▸ **Work to be completed**
Once you have read the data below, print all of it exactly.

▸ **Given records**
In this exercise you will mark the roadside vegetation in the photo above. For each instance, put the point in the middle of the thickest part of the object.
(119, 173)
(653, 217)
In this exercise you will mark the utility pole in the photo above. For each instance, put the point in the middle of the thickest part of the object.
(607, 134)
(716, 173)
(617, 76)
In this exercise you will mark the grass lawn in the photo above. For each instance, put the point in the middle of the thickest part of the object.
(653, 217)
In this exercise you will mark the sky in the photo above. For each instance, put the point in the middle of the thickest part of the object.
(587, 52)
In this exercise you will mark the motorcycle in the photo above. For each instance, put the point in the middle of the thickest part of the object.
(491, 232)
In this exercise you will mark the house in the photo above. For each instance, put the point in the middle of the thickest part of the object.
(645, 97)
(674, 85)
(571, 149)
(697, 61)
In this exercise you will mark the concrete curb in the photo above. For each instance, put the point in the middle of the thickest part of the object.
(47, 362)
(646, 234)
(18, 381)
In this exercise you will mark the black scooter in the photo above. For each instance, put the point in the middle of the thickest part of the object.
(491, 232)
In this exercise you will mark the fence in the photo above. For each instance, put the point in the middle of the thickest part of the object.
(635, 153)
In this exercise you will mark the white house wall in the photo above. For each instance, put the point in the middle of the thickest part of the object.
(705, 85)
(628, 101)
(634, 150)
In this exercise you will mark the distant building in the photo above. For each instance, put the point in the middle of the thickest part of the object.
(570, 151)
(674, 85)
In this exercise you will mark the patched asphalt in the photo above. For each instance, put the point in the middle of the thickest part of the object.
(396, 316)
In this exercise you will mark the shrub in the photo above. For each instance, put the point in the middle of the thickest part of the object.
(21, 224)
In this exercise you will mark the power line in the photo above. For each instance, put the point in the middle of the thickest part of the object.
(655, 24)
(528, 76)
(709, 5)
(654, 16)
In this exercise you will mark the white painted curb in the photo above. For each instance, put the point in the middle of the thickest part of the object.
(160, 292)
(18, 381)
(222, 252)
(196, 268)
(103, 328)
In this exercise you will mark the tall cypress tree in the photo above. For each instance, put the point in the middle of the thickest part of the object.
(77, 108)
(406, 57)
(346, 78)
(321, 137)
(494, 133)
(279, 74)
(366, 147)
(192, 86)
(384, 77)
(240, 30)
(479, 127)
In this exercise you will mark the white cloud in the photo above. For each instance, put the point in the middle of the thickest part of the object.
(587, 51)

▸ **Solution to this problem**
In this exercise you will mark the roadside vegetation in the photo above. For each instance, put the point in the middle of the thickest part of the object.
(119, 173)
(653, 217)
In this exercise you will mark the utility pole in the photo above. For each instance, put the point in the middle of the thickest part of the object.
(607, 134)
(716, 173)
(617, 76)
In this exercise you will mark the grass lawn in the photo above. For each instance, put the point in the middle of the thickest part of the object.
(653, 217)
In this exercise you will mark the sky in the photo above. For each instance, put the point in the middle of the thickest part of the object.
(587, 52)
In this exercise you will mark the motorcycle in the photo above. For each instance, put the point in the middle of the thickest part of the object.
(491, 232)
In this exercise you will mark the house in the photo above. For each instance, put the point in the middle of the thickest part of the object.
(645, 97)
(674, 85)
(571, 149)
(697, 61)
In this exercise you will mark the concrete curb in the photo above. For each instance, put the point in the middle of the thickest part of the object.
(47, 362)
(646, 234)
(18, 381)
In this exercise you will mark the black scooter in the photo above. For each instance, put the point in the middle of the thickest part of the object.
(491, 232)
In this exercise you will mark the fence in the photo above. For each instance, put the point in the middle of the thickest part of the object.
(635, 153)
In this exercise you will mark the white house wall in the photo above. For each instance, put the point in the middle of the thickest part of the object.
(705, 85)
(628, 101)
(634, 150)
In this exercise you will mark the distant building in the photo above. For each instance, put the point in the middle of the thickest part of the object.
(570, 151)
(674, 85)
In this exercise you will mark the patched asphalt in the photo above. For each instance, put the point in the middle of the thickest part of the object.
(396, 316)
In this exercise you will mark the shrub in the photo above. For each instance, put the point in the middle of the thickest part of the object.
(21, 224)
In this exercise you will mark the power line in the photo above. For each instance, put the point in the middle of the thickest part of the object.
(655, 24)
(528, 76)
(709, 5)
(654, 16)
In this exercise you will mark the white painted curb in the photo above. For each instance, put the point in the middle of the thickest part of the object.
(160, 292)
(18, 381)
(222, 252)
(196, 268)
(103, 328)
In this exercise you will mark the tall cypress tree in the photo above. For each instance, put the point in the middle of the thickest part of the object.
(77, 108)
(406, 57)
(346, 78)
(321, 137)
(494, 133)
(279, 74)
(366, 147)
(192, 86)
(384, 77)
(240, 30)
(479, 127)
In this exercise you will mark the white cloud in the photo above. For each instance, put the point in the middle of the thickest part of the object.
(587, 51)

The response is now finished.